[Texte extrait]:
###

Rencontrer Rolande Alonso-Ravé expose à croiser toutes les vies qu’elle n’aura pas en stock pour vivre toutes ses vies, le risque étant qu’un moment dans son atelier de Courtoisville à St Malo ne suffise non plus à dépeindre ce que cette peintre peint.


Cela fait longtemps qu’elle a commencé. Depuis l’enfance, que Rolande D. (nous reviendrons sur cette histoires de nom puisqu’elle en a plusieurs à sa disposition), depuis longtemps qu’elle peint sous deux noms et les soustrait à la vue, en général. Et pour de bonnes raisons. Depuis toujours que cette fougeraise crayonne, dessine, peint et surtout regarde.

Elle regarde ce qu’elle peint et peint ce qu’elle regarde. Soyons plus précis. Elle regarde ce que sa main a peint. Non, ce n’est pas suffisant. Elle regarde ce que sa main a repéré du dehors et du dedans, elle dit même, surprise que ce qui est peint pourrait l’être par la main de l’inconscient. Le chemin de Rolande Alonso-Ravé fait la navette entre l’enfoui, le pas visible et la toile, via l’espace, les événements, la radio, et le reste, dont la baie, ah la grande affaire, la baie !

Rolande Alonso-Ravé parle de la baie parce qu’elle part de là, celle du Mont Saint Michel : sa révélation. Permanente. Jubilatoire.  Révélant quoi sinon, à ses confins, où l’estran s’élargit à l’infini, où les tangues tanguent, où la mer a des prés qu’elle vient peigner, entre le ciel et la vase des vers et des coques, Rolande Alonso-Ravé dit qu’il y a là, à ce point flou et précis de la baie, là, quelque chose qui se rejoint. Une jonction entre infime et infini. Quelque chose qui se tisse entre les deux bouts d’elle-même. Cette impression d’exister, de faire partie et, en même temps, cette quasi disparition de soi. On est si minuscule à cet endroit-là, la baie dévore et révèle. Tout compte, à égalité, le grain de sable et la silhouette humaine s’équivalent. Si vous passez par-là, ce petit point de femme qui bouge à peine, c’est elle dans sa palette.

La baie : une dévoration et une révélation. Regardez donc ses toiles !

Le noir pourrait occuper tout dans les tableaux de la peintre en ce moment. Mais elle le fait disparaître, elle le retranche, le trance à vif, elle l’ouvre, et ce qu’il reste du noir acrylique, ou du transvasement de l’encre, ou des fusains qui ont infusé, grattant la toile, il reste d’apparue quoi sinon la lumière. Elle va la chercher. Elle la trouve dans le noir, entre les gris, venue de derrière la toile comme on dit. La lumière, on repense à la baie, ses toiles partent à sa recherche.

Après avoir beaucoup effacé, beaucoup peint, posé un détail qui fout tout en l’air, c’est elle qui le dit, elle y revient, s’acharne, la lumière à naître, la lumière attendue, espérée, la lumière surgit.

###

[Données fournies]:
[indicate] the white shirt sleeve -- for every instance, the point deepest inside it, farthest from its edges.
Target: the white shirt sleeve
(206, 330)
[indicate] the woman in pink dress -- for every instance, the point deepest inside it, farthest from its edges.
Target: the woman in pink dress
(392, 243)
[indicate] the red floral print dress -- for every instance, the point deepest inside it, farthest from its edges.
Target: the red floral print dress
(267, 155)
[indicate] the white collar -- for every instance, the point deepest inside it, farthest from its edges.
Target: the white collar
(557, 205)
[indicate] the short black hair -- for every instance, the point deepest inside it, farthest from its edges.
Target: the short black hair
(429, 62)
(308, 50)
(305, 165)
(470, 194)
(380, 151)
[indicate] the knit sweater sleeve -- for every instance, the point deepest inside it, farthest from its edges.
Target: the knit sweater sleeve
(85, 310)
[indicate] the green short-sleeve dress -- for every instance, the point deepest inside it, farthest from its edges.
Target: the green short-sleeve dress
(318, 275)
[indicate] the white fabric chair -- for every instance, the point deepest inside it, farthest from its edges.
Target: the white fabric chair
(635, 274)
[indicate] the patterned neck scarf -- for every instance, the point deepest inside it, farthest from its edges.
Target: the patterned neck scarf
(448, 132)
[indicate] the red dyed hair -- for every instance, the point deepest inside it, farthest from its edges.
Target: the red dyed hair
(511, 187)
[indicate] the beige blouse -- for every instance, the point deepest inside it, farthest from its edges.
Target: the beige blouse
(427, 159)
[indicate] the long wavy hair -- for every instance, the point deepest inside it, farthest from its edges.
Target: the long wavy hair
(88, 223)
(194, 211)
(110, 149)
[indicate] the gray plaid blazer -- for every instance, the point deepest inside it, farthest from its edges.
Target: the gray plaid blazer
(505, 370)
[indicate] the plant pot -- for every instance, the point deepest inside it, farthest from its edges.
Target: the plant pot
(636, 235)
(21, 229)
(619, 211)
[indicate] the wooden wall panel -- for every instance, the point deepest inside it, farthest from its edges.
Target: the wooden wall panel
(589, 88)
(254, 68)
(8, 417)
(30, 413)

###

[Consignes]:
[1] Dans le texte sur la peintre, reprenez le passage qui commence aux mots « Cela fait longtemps » et s'arrête après « et surtout regarde. ». Substituez-y « esquisse » à « crayonne ».
[2] Rédigez la suite du texte sur la peintre Rolande Alonso-Ravé, en partant de sa dernière phrase.

[Réponses aux exercices]:
[1]
Cela fait longtemps qu’elle a commencé. Depuis l’enfance, que Rolande D. (nous reviendrons sur cette histoires de nom puisqu’elle en a plusieurs à sa disposition), depuis longtemps qu’elle peint sous deux noms et les soustrait à la vue, en général. Et pour de bonnes raisons. Depuis toujours que cette fougeraise esquisse, dessine, peint et surtout regarde.

[2]
Exactement comme ce qu’elle tient à dire de la nomination d’une toile. Son titre vient, s’il vient, toujours après coup, toujours loin de l’intention. Un surgissement. Toujours comme une évidence. Ce ne peut être autre chose, pour elle que ce titre imposé par la toile. Ici l’homme seul confronté au poids du monde, là les réfugiés, leur drame, dans ces gris dégradés, sous ces àcoups tranchés, avec ces linéaments qui filent sous ce sombre sombre du ciel, le tableau est leur assomption, le tableau dit d’eux, le récit des réfugiés. Alors qu’elle s’était comme d’habitude avancée vers sa toile blanche sans idée préconçue. Rien avant et cette évidence après. La correspondance avec l’événement. À ce moment de ma proposition, vous vous imaginez des toiles figuratives, c’est le contraire. Du dé-figuratisme plutôt, du blanchiment, de la disparition, Rolande Alonso-Ravé travaille la toile pour qu’elle se réunisse, par moment, avec celui qui la regarde.

Ainsi de ce qui aurait pu, dans la toile, faire penser à un arbre. Elle a repeint, a déplacé les formes, il reste de l’arbre son âme. L’âme est peinte parce qu’elle a fait disparaître la chose. Pour l’âme des réfugiés, c’est pareil.

Les temps sont à l’émotion et chaque seconde en fournit, dans le monde et dans toutes les maisons dont celle du peintre. Un fils proche dont le vacillement fait vaciller le monde,  elle est convoquée à toutes ces secondes et la toile en met certaines en forme. La toile permet de vivre. Est vitale à la peintre dont la blouse ne ferme plus, mais l’endroit où elle essuie ses mains fait penser à des mouchoirs de larmes, lesquelles ont les couleurs de l’encre et de l’acrylique. Rarement le rouge, du bleu parfois, ou le jaune, cette lumière de derrière… Pour peindre, elle va moins du gras au maigre que du dehors au-dedans. La peintre a besoin de respirer, de prendre le large, les chemins, la marche, son nom à elle pointe ici le bout de son nez, et vite revenir au tableau, tout le temps.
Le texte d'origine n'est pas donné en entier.